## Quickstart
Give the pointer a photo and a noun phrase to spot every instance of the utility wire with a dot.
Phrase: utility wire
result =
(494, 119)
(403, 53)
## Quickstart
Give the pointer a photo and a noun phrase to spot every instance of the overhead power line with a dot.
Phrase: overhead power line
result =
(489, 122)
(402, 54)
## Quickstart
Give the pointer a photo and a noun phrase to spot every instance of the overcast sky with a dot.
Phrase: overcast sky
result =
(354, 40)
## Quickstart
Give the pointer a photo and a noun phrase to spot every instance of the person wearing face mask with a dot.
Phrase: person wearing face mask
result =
= = = =
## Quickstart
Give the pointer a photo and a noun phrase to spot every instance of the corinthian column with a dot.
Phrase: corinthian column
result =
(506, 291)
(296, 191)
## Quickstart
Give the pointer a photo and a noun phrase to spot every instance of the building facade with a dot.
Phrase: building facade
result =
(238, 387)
= = = =
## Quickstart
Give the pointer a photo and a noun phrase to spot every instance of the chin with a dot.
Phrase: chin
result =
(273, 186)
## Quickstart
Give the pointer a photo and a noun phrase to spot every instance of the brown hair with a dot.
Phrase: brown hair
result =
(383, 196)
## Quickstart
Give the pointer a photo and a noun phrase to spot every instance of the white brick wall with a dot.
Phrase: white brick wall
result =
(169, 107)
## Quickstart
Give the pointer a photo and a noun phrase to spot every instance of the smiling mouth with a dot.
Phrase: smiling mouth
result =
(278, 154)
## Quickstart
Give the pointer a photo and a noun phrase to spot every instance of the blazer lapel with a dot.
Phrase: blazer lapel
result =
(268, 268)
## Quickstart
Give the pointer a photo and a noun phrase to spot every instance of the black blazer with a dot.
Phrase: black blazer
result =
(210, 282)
= = = =
**THE TASK**
How many lines in the rows above contain the string "overhead"? Case counts. Reply with the number alone.

**EXPECTED ANSWER**
2